Written problem 1:
Reproduce everything in the records below, from the line containing "surface in the picture above?" down to the last line of the records, both ends included.

[begin Selected text]

The only purpose of the list is to give us easy access to the pairs of nodes almostSorted[i] and almostSorted[i + 1]] in order. However, we could also access them during the traversal. When we traverse the tree in in-order fashion, we can treat the current node as almostSorted[i + 1], and its predecessor (the last node processed) represents almostSorted[i]. It turns out that it makes no sense to create an auxiliary list.

In a valid BST, the in-order predecessor should contain a smaller value than the current node. If we encounter a node that does not follow this rule, we note the predecessor and the current node. There can be, at most, two such nodes.

image1.png

Algorithm

Traverse the tree in order. We use a recursive DFS algorithm here. Each node compares its value to its in-order predecessor. The node processed last is the in-order predecessor of a node. We store it in a global variable lastProcessed.

Let's make a recursive function inOrder and pass root as the current node.

  1. Termination condition / base case - when the current node is null, the function should simply return.
  2. Recursively call inOrder with the left child as the current node.
  3. If lastProcessed is empty, it indicates that the current node is the leftmost child of the original tree, so it has no predecessor. As a result, no comparisons as well.
  4. If lastProcessed is not empty - compare its value to the current node. If lastProcessed.value > node.value, then do the following: We store the pair lastProcessed and node in a two cell array swapped. If swapped already contains an element, it means the current pair is the second pair in our search. So we store node at swapped[1].
  5. Update lastProcessed to the current node.
  6. Make a recursive call to inOrder with the right child as the current node.
  7. At the end, we swap the values of the nodes contained in swapped.
  8. Return the root of the tree.

[end Selected text]
[begin Record extracts]

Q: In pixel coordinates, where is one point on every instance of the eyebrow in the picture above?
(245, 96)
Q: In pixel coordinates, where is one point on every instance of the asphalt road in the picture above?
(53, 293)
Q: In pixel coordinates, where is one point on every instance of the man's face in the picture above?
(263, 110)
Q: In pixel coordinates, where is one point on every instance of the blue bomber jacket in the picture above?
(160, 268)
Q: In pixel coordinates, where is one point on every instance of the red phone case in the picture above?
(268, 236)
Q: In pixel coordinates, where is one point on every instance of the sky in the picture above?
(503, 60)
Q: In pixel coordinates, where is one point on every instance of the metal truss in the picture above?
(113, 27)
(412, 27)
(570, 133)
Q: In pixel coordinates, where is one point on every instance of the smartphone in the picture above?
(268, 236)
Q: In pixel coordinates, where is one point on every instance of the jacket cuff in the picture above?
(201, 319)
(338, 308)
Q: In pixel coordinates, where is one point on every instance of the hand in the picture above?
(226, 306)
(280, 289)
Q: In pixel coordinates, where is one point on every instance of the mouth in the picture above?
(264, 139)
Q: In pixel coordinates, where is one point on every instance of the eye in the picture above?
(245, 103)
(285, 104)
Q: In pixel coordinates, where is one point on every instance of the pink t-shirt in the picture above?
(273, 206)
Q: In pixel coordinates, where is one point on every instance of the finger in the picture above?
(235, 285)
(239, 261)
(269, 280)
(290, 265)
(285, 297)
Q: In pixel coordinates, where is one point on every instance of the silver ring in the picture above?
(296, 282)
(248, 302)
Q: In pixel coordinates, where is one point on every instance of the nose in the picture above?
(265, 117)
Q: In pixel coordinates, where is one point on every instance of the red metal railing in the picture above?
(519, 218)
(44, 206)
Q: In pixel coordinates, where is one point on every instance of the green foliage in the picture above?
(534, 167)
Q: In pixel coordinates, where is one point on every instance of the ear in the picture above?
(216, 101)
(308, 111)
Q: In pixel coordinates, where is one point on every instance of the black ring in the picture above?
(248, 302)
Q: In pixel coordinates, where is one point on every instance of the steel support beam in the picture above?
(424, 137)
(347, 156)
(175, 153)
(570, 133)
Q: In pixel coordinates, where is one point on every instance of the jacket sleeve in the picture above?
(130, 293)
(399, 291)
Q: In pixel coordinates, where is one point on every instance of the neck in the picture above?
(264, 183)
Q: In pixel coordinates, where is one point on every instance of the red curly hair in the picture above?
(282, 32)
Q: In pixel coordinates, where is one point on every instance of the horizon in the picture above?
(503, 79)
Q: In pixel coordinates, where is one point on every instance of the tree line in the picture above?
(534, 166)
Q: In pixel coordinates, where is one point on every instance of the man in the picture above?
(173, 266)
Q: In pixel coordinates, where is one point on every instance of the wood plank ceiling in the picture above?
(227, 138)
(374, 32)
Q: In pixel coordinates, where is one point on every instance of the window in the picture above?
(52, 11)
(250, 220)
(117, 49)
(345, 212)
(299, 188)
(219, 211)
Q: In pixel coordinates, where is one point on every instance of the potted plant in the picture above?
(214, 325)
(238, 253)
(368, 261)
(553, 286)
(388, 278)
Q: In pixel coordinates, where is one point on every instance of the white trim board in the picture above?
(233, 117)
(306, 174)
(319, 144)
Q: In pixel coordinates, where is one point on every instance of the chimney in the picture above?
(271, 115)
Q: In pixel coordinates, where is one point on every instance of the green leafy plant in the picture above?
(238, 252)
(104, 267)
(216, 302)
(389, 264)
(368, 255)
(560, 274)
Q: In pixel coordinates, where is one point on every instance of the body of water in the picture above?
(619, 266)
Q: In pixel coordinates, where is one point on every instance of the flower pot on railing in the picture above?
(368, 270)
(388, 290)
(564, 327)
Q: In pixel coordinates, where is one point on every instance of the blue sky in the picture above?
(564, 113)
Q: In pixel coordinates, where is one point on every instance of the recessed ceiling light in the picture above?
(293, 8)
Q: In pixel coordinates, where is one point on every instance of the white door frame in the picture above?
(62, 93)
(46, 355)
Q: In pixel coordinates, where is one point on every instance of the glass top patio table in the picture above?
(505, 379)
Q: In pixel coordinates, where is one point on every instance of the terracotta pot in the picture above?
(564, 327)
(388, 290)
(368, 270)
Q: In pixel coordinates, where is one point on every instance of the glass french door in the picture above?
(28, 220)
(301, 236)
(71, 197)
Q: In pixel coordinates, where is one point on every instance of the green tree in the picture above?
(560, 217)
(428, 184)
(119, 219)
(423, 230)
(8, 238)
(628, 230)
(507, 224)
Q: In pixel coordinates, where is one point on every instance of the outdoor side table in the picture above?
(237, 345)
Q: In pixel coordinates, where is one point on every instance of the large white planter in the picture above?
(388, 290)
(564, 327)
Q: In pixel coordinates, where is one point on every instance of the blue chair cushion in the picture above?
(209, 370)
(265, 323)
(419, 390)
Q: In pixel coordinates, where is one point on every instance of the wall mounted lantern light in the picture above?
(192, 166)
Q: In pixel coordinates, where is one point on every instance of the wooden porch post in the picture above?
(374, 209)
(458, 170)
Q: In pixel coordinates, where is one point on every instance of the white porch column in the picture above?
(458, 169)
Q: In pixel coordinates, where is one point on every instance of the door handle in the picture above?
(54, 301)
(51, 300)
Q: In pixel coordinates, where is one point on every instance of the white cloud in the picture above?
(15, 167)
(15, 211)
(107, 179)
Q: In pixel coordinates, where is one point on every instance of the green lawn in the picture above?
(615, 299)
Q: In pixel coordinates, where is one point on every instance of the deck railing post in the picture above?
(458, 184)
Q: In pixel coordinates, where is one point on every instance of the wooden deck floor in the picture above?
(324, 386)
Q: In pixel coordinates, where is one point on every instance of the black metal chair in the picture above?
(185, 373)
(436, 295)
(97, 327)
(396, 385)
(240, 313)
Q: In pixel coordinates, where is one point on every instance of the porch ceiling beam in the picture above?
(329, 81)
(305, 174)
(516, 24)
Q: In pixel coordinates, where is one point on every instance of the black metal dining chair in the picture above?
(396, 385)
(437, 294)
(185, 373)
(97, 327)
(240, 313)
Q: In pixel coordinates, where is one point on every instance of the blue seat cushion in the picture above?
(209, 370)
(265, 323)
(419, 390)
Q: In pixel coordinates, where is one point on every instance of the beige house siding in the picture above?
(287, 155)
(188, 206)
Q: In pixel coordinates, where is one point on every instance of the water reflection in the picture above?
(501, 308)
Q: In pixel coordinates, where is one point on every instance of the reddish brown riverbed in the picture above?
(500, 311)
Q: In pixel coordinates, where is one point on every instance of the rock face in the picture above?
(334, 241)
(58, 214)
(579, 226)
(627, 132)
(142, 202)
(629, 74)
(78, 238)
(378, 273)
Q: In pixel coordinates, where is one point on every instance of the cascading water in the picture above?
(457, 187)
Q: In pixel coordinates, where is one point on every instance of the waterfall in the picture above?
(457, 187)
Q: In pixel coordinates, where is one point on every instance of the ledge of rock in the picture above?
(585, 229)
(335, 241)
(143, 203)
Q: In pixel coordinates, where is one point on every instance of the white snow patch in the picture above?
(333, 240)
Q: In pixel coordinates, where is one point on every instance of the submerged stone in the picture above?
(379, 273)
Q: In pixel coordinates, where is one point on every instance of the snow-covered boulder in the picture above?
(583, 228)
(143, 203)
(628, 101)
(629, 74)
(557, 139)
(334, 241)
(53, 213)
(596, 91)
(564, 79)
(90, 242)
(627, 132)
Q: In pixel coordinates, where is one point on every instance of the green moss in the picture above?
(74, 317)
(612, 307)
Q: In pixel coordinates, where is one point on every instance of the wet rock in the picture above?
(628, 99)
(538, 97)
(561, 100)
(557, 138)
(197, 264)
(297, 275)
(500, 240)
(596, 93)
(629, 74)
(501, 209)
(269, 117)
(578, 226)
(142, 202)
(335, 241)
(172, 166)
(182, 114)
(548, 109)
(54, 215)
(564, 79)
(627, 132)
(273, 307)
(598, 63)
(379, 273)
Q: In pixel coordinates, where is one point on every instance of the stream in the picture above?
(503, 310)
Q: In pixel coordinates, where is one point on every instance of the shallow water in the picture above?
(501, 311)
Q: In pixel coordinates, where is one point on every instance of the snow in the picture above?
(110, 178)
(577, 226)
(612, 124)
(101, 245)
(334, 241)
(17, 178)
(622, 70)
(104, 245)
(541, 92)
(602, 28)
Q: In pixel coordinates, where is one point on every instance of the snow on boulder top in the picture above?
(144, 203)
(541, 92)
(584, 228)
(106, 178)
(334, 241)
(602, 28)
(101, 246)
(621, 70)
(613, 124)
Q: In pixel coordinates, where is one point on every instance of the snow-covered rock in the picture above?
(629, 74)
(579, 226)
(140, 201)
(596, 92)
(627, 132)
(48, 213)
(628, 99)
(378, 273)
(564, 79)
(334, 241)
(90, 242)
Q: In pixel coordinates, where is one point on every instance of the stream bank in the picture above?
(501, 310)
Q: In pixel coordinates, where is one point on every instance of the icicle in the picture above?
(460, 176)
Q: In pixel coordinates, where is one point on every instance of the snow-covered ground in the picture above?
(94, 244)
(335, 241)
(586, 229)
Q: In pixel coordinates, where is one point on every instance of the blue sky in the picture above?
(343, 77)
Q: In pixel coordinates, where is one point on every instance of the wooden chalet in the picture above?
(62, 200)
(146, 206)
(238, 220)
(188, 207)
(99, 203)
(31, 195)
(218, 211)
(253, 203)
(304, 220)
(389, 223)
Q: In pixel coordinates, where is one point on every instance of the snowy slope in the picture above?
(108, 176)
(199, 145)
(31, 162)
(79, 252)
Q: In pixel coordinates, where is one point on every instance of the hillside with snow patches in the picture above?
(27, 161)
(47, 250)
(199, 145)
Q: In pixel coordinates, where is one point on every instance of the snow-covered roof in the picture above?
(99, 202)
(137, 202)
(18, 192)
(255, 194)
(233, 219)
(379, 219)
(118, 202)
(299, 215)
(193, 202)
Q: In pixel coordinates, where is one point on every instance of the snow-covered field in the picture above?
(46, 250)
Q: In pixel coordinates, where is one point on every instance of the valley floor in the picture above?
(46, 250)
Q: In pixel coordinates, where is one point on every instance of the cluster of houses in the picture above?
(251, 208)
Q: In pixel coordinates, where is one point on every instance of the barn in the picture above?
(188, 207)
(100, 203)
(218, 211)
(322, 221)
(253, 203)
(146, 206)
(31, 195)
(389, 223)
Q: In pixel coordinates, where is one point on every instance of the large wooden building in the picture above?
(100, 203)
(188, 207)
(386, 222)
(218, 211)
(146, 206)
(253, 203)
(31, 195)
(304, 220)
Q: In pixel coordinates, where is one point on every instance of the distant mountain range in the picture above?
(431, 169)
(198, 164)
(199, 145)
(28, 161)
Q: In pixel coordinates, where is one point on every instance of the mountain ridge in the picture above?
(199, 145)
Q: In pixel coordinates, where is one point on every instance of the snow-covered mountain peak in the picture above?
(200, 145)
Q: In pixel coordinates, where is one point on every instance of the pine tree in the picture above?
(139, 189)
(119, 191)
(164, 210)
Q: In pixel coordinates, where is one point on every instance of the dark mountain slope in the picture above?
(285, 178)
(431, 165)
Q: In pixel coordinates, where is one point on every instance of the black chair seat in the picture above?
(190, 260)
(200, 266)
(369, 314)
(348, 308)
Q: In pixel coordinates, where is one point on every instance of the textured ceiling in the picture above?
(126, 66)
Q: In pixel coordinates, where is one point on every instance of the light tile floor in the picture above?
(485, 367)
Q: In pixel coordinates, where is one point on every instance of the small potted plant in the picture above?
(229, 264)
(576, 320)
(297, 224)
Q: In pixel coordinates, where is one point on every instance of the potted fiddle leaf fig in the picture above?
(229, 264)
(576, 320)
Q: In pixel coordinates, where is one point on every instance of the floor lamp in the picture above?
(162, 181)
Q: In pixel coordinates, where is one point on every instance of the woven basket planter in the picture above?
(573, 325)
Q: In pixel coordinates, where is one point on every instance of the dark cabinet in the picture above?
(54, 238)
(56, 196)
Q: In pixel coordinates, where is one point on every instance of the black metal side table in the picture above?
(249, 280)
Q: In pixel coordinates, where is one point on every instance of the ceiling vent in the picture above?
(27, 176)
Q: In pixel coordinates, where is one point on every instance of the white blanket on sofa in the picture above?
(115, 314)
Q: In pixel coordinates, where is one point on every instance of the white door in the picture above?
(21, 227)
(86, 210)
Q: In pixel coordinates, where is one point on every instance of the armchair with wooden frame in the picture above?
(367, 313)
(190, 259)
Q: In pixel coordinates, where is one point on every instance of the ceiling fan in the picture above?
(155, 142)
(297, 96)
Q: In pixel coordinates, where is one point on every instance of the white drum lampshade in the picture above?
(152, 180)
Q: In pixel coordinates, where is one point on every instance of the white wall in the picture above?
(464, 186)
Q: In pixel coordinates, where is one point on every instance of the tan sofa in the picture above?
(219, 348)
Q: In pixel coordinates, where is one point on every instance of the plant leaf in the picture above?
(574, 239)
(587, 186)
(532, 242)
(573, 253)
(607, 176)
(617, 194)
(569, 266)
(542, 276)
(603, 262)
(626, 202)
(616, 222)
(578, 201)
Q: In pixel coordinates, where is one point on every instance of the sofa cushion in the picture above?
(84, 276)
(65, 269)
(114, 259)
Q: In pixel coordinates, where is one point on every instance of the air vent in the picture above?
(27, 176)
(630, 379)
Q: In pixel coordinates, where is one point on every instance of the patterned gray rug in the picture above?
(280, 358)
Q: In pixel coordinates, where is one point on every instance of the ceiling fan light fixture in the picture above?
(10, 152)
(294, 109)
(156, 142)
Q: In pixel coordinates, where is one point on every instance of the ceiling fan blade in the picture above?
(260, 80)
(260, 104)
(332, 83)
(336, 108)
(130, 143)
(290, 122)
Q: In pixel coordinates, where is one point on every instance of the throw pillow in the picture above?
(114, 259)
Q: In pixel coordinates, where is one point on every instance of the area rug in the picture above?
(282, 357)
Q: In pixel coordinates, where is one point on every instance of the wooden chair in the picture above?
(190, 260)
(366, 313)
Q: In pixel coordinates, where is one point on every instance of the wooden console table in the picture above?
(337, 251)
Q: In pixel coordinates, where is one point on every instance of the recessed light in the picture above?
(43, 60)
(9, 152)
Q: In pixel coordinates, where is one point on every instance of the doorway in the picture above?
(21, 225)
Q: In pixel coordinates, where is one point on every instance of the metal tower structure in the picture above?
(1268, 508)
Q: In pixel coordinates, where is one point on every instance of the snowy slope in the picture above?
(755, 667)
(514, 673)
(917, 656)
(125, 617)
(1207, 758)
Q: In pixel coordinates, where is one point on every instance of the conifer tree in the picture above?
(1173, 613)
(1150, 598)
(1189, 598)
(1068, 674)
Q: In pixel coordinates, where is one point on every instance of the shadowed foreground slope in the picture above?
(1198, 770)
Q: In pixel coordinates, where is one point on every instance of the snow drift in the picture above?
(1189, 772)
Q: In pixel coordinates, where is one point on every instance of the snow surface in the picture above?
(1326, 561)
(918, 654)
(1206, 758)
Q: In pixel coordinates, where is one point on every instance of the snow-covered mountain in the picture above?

[end Record extracts]

Written problem 2:
Proceed with the text on restoring a binary search tree from where it stops.

Written answer 1:
Q: In pixel coordinates, where is one point on every instance of the snow surface in the picture above?
(1326, 561)
(918, 654)
(1206, 758)
Q: In pixel coordinates, where is one point on every instance of the snow-covered mountain in the picture above?

Written answer 2:
Code and Implementation

def recover_bst(self, root: Optional[TreeNode]) -> None:
    swapped = last_processed = None

    # traverse the given tree recursively in
    # in-order fashion. left => current => right
    # and find the pair with swapped nodes
    def find_swapped_pair(current: Optional[TreeNode]):
        nonlocal swapped, last_processed
        if current is None:
            return
        find_swapped_pair(current.left)
        
        # compare the current nodes with its predecessor
        # there are two such nodes, so we find the condition
        # to be true at most two times
        if last_processed is not None:
            if last_processed.val > current.val:
                if swapped is None:
                    # encounter an out of order node for the first time
                    swapped = [last_processed, current]
                else:
                    # encounter out of order node second time
                    swapped[1] = current
        
        last_processed = current
        find_swapped_pair(current.right)

    find_swapped_pair(root)

    # exchange the values of both the nodes
    swapped[0].val, swapped[1].val = swapped[1].val, swapped[0].val
    return root

Time/Space Complexity

  • Time Complexity - O(n), where n is the number of nodes in the tree. We traverse through all nodes in the tree. So, time taken in processing the given tree increases linearly with the tree size. The time complexity is O(n).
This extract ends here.